▶ _EXTRAIT À LIRE_:
╭──
Nous le rappelons dans notre éditorial, Heritage Institut for Policy Studies (HIPS) ou l’institut de recherche sur les politiques se présente comme un think-tank, pour employer un terme anglais dont cette structure fait usage. L’association entre les mots institut (institute) et patrimoine (heritage) est supposée signifier que cette organisation est sérieuse et crédible.
L’institut a vu le jour à Mogadiscio, la capitale de la République fédérale de Somalie, en 2013. C’était durant le premier mandat présidentiel de l’actuel chef de l’État somalien, Hassan Sheikh Mahamoud, ami d’un certain Ismail Omar Guelleh. Officiellement, HIPS a été fondé et est dirigé par des diplômés somaliens dont certains portent le titre de Dr (PhD). Ils se déclarent chercheurs et ou analystes.
Comme il l’écrit sur son site internet (https://heritageinstitute.org/), Heritage Institute est pour ‘’une Somalie en paix et guidée par des politiques basées sur une recherche solide et des délibérations inclusives’’. Ainsi formulé, le projet a de quoi séduire, particulièrement les Somaliens et leurs amis sincères, même si l’on sait que ces derniers ne sont pas nombreux.
Sur le terrain, cependant, la structure n’est pas à l’abri des critiques, notamment pour ses relations extérieures. Nous ne tenons pas, ici, à porter une appréciation sur la qualité de ses travaux de recherche et analyses, cela ne relève pas du travail journalistique mais du regard des pairs, à savoir les chercheurs et autres analystes experts. Nous nous intéressons plutôt à l’éthique de l’institut à partir de ce qu’il donne à voir, en particulier dans ses rapports avec le pouvoir autocratique djiboutien.
Beaucoup de nos lectrices et lecteurs le savent, l’organisation organise régulièrement des forums à Djibouti, à l’invitation du gouvernement djiboutien. Selon nos informations, ce dernier participe aux frais d’organisation de ces rencontres. Il peut difficilement en être autrement compte tenu des moyens limités d’une telle organisation. Son travail présumé à but non lucratif suppose un minimum de soutien financier de la part de tiers, qu’il s’agisse de particuliers, d’organisations non-gouvernementales ou de gouvernements. Comme Heritage Institute l’écrit lui-même sur son site internet, un institut de recherche de ce type n’est pas une entreprise qui vend des marchandises et génère des ressources financières. Il n’est pas non plus un département de recherche-développement d’une grande entreprise commerciale. Il est une entité engagée dans une mission d’utilité publique, ici : ‘’une recherche basée sur des faits et des facilitations de dialogues’’ pour informer ‘’l’élaboration des politiques publiques en Somalie’’ ainsi que ‘’les efforts internationaux en faveur du renforcement étatique en Somalie’’ et pour ‘’promouvoir la paix régionale et le développement économique dans la Corne de l’Afrique’’.
╰──
▶ _DONNÉES BRUTES_:
╭──
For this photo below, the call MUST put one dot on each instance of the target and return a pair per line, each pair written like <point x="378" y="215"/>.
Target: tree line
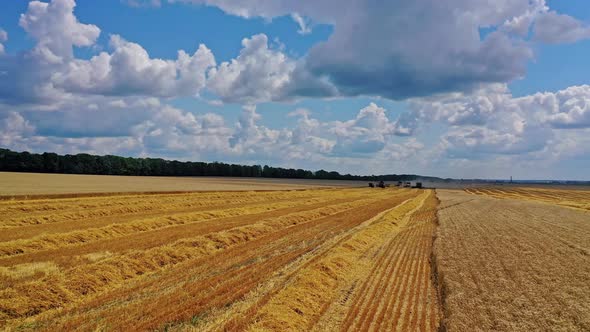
<point x="11" y="161"/>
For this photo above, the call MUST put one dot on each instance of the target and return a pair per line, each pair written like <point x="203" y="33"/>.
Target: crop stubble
<point x="349" y="259"/>
<point x="508" y="261"/>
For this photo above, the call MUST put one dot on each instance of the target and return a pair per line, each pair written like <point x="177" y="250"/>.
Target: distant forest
<point x="11" y="161"/>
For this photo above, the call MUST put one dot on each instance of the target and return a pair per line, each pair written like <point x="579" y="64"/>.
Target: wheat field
<point x="331" y="259"/>
<point x="514" y="259"/>
<point x="318" y="259"/>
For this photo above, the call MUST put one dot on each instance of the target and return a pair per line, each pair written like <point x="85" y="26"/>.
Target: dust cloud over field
<point x="19" y="184"/>
<point x="321" y="259"/>
<point x="514" y="259"/>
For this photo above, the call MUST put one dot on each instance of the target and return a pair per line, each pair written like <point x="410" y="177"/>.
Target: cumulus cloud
<point x="304" y="27"/>
<point x="258" y="74"/>
<point x="3" y="38"/>
<point x="379" y="49"/>
<point x="56" y="29"/>
<point x="130" y="70"/>
<point x="554" y="28"/>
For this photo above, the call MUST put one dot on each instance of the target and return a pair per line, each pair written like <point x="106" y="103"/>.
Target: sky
<point x="460" y="88"/>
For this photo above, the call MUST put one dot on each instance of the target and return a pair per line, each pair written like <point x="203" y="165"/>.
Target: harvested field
<point x="578" y="199"/>
<point x="36" y="184"/>
<point x="509" y="261"/>
<point x="318" y="259"/>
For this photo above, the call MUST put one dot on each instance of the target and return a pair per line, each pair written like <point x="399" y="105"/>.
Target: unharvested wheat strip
<point x="369" y="307"/>
<point x="369" y="287"/>
<point x="411" y="304"/>
<point x="395" y="298"/>
<point x="398" y="297"/>
<point x="378" y="272"/>
<point x="383" y="308"/>
<point x="376" y="309"/>
<point x="418" y="295"/>
<point x="362" y="296"/>
<point x="432" y="309"/>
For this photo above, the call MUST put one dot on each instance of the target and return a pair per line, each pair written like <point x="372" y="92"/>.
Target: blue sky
<point x="468" y="89"/>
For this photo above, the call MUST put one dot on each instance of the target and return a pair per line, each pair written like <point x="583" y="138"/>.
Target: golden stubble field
<point x="333" y="259"/>
<point x="321" y="259"/>
<point x="39" y="185"/>
<point x="514" y="259"/>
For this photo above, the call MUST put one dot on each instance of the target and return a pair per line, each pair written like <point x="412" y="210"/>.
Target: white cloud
<point x="554" y="28"/>
<point x="258" y="74"/>
<point x="303" y="23"/>
<point x="129" y="70"/>
<point x="3" y="38"/>
<point x="143" y="3"/>
<point x="56" y="29"/>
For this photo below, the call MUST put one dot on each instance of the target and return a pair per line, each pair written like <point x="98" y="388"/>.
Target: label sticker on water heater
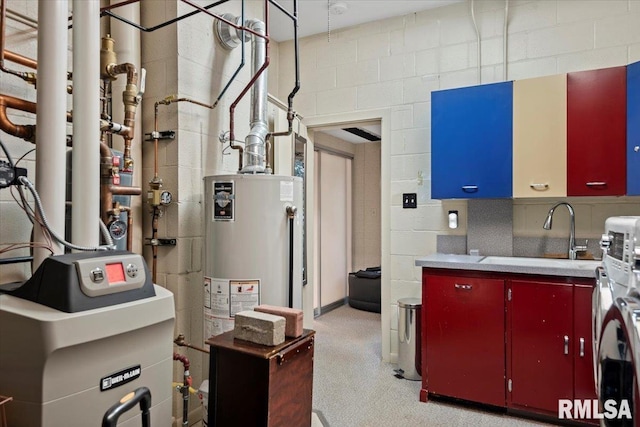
<point x="120" y="378"/>
<point x="223" y="198"/>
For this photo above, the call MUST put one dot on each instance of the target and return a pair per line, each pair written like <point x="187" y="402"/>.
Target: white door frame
<point x="384" y="115"/>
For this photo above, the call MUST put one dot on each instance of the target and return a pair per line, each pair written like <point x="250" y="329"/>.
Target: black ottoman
<point x="364" y="289"/>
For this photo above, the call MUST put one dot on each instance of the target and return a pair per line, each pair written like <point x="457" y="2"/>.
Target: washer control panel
<point x="110" y="274"/>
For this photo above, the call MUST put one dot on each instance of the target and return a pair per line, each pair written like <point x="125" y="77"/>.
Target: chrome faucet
<point x="573" y="248"/>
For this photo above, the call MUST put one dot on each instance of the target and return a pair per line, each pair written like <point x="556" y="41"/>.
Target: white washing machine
<point x="616" y="323"/>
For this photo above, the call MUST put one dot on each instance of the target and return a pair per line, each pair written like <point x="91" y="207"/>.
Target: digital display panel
<point x="115" y="273"/>
<point x="616" y="250"/>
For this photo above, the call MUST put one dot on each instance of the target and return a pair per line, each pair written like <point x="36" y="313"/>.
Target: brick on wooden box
<point x="293" y="316"/>
<point x="260" y="328"/>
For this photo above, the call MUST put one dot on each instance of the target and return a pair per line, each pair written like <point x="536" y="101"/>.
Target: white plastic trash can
<point x="409" y="365"/>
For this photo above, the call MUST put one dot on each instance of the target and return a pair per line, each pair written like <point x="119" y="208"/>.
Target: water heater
<point x="253" y="245"/>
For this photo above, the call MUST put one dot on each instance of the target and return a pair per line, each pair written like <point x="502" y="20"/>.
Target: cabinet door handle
<point x="539" y="187"/>
<point x="470" y="188"/>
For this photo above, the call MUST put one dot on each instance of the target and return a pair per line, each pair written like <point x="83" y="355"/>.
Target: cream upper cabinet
<point x="540" y="137"/>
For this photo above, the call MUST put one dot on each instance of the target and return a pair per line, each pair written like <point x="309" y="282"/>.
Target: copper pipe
<point x="154" y="247"/>
<point x="118" y="190"/>
<point x="113" y="6"/>
<point x="107" y="189"/>
<point x="155" y="141"/>
<point x="26" y="132"/>
<point x="130" y="101"/>
<point x="129" y="212"/>
<point x="180" y="342"/>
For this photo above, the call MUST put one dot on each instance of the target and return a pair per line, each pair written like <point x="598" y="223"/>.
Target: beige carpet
<point x="352" y="386"/>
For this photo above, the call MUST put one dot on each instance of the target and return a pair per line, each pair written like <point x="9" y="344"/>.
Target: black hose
<point x="15" y="260"/>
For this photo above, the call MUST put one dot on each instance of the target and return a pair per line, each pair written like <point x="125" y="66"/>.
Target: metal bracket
<point x="165" y="134"/>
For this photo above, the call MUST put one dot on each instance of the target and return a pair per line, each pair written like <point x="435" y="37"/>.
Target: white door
<point x="333" y="228"/>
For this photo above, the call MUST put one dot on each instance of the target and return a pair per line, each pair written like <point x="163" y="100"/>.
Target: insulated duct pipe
<point x="51" y="117"/>
<point x="255" y="152"/>
<point x="85" y="173"/>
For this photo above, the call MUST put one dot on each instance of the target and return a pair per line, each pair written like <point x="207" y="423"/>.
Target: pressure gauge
<point x="117" y="229"/>
<point x="165" y="198"/>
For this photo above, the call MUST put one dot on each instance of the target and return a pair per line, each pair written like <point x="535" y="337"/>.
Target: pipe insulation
<point x="255" y="152"/>
<point x="127" y="49"/>
<point x="85" y="173"/>
<point x="51" y="119"/>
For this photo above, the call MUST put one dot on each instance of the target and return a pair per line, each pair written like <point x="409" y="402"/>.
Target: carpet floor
<point x="352" y="386"/>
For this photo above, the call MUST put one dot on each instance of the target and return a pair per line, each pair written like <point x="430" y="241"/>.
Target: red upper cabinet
<point x="596" y="132"/>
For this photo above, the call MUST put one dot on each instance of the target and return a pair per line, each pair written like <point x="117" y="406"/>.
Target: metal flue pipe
<point x="85" y="172"/>
<point x="51" y="119"/>
<point x="255" y="152"/>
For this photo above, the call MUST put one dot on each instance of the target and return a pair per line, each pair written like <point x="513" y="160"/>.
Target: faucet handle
<point x="581" y="248"/>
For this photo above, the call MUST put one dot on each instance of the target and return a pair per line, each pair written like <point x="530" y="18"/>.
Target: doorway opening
<point x="347" y="196"/>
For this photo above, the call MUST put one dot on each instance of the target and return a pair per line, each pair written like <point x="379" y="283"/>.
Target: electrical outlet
<point x="409" y="200"/>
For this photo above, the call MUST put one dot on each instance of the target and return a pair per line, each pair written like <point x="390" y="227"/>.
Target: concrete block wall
<point x="185" y="60"/>
<point x="394" y="64"/>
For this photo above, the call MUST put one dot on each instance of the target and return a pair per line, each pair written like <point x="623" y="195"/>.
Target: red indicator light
<point x="115" y="273"/>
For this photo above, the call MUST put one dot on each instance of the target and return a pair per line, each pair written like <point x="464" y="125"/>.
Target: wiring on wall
<point x="43" y="218"/>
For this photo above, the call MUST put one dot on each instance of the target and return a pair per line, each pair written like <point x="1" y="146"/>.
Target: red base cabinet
<point x="540" y="361"/>
<point x="548" y="344"/>
<point x="517" y="341"/>
<point x="464" y="336"/>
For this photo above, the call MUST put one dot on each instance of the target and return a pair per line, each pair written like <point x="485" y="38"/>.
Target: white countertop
<point x="520" y="265"/>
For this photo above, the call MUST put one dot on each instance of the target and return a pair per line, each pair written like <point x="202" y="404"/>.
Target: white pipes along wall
<point x="51" y="118"/>
<point x="85" y="172"/>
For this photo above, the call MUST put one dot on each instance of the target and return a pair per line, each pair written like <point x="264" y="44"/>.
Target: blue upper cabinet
<point x="633" y="129"/>
<point x="471" y="134"/>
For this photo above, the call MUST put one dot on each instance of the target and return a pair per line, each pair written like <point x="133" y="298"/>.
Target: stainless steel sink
<point x="540" y="262"/>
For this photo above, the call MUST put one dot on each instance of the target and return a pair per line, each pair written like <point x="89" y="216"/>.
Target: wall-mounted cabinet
<point x="596" y="132"/>
<point x="575" y="134"/>
<point x="471" y="142"/>
<point x="540" y="137"/>
<point x="633" y="129"/>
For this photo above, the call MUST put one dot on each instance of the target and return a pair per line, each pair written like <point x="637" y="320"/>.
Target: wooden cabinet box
<point x="255" y="385"/>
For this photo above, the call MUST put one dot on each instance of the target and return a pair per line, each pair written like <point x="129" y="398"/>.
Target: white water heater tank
<point x="253" y="248"/>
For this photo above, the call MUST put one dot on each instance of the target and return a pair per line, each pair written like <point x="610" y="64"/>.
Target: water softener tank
<point x="253" y="246"/>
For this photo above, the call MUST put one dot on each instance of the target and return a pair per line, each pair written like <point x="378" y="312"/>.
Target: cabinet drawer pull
<point x="539" y="187"/>
<point x="470" y="188"/>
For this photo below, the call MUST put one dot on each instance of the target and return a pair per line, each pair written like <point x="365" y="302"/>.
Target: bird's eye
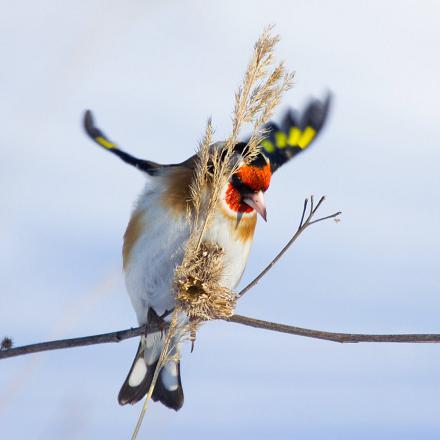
<point x="239" y="185"/>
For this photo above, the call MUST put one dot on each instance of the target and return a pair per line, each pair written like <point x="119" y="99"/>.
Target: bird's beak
<point x="256" y="201"/>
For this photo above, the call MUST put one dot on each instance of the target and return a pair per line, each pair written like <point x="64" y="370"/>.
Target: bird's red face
<point x="246" y="189"/>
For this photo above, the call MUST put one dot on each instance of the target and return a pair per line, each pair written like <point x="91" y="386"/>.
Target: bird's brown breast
<point x="132" y="233"/>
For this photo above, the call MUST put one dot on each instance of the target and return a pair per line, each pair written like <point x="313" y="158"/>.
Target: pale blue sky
<point x="153" y="72"/>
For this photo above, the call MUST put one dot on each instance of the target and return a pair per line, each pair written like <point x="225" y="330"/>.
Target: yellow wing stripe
<point x="268" y="146"/>
<point x="306" y="137"/>
<point x="105" y="143"/>
<point x="294" y="136"/>
<point x="280" y="139"/>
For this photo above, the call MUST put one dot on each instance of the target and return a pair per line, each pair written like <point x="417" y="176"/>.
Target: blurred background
<point x="153" y="72"/>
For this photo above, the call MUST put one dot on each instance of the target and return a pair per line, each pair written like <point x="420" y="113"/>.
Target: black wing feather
<point x="295" y="134"/>
<point x="103" y="141"/>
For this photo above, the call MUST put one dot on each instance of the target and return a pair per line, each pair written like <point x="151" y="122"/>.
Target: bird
<point x="155" y="238"/>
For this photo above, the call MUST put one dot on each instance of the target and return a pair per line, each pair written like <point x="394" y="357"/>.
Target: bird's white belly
<point x="159" y="249"/>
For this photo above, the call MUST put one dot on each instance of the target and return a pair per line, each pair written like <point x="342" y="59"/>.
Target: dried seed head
<point x="199" y="292"/>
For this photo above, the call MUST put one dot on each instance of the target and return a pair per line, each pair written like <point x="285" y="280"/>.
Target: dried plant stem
<point x="161" y="362"/>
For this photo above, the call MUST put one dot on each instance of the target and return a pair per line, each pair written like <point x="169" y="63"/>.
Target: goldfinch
<point x="155" y="238"/>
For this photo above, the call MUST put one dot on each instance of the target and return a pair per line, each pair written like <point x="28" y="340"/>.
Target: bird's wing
<point x="102" y="140"/>
<point x="295" y="134"/>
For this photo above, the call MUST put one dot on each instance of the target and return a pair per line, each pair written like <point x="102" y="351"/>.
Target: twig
<point x="122" y="335"/>
<point x="303" y="225"/>
<point x="335" y="337"/>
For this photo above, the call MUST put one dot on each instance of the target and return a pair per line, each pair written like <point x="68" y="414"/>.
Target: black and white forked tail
<point x="168" y="388"/>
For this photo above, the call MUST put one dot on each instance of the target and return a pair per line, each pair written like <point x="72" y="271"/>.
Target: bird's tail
<point x="168" y="388"/>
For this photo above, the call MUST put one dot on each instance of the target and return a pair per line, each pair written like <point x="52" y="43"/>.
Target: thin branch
<point x="301" y="228"/>
<point x="335" y="337"/>
<point x="122" y="335"/>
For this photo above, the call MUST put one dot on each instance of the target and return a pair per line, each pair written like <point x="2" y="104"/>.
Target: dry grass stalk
<point x="197" y="279"/>
<point x="199" y="293"/>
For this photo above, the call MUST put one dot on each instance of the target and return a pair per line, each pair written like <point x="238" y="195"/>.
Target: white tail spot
<point x="138" y="373"/>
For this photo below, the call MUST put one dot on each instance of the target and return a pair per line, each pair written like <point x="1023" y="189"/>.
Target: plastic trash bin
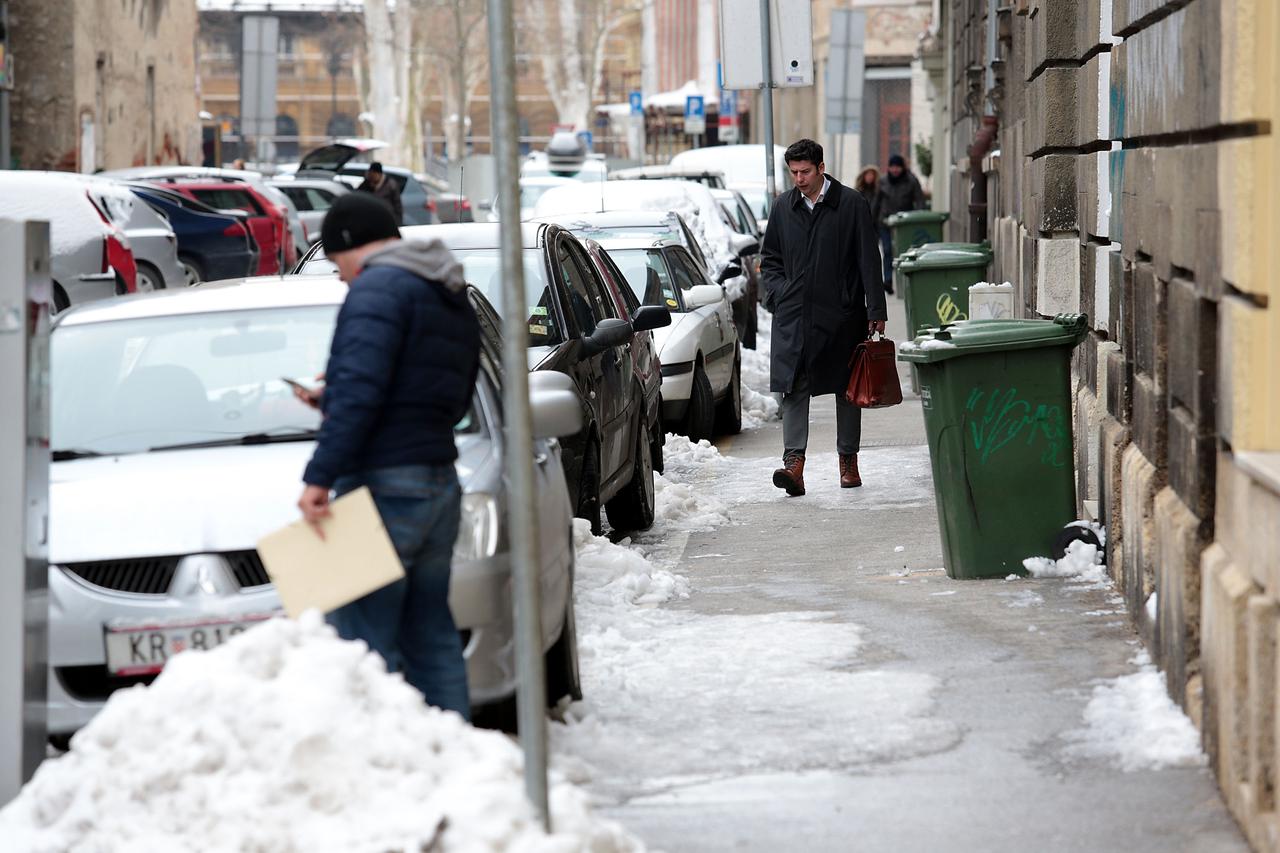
<point x="997" y="413"/>
<point x="936" y="286"/>
<point x="915" y="228"/>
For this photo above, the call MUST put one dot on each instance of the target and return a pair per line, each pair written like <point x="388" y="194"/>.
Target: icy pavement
<point x="775" y="674"/>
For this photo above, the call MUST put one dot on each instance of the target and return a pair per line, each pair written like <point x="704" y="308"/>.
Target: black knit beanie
<point x="356" y="219"/>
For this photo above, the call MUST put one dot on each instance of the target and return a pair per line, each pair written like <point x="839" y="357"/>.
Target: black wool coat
<point x="821" y="272"/>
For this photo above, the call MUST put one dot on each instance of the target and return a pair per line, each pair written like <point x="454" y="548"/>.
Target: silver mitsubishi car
<point x="177" y="445"/>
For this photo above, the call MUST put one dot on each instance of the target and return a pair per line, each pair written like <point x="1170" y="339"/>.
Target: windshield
<point x="648" y="276"/>
<point x="483" y="269"/>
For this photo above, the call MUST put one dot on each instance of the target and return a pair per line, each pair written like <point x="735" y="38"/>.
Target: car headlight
<point x="478" y="532"/>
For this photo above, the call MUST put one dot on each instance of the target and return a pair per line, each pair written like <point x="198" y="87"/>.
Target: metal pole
<point x="530" y="667"/>
<point x="767" y="99"/>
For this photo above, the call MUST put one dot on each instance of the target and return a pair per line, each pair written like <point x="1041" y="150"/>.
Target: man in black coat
<point x="821" y="274"/>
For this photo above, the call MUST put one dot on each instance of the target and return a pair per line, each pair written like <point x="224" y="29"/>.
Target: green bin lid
<point x="945" y="258"/>
<point x="906" y="217"/>
<point x="974" y="337"/>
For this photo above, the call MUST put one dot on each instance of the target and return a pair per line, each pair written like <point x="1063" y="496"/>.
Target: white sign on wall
<point x="791" y="44"/>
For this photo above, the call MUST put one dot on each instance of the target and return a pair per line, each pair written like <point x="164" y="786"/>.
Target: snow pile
<point x="289" y="739"/>
<point x="609" y="575"/>
<point x="1082" y="561"/>
<point x="1132" y="723"/>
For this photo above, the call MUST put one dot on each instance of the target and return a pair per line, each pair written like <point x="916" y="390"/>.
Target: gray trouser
<point x="795" y="422"/>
╰──
▶ _CONSIGNES_:
**1.** D'après l'extrait à lire, dans quelle ville et en quelle année l'institut HIPS a-t-il vu le jour ?
**2.** Quels types de tiers l'extrait à lire cite-t-il comme sources possibles de soutien financier pour une organisation de ce genre ? Donnez-les tous.

▶ _SOLUTIONS_:
**1.** À Mogadiscio, en 2013.

**2.** Des particuliers, des organisations non-gouvernementales et des gouvernements.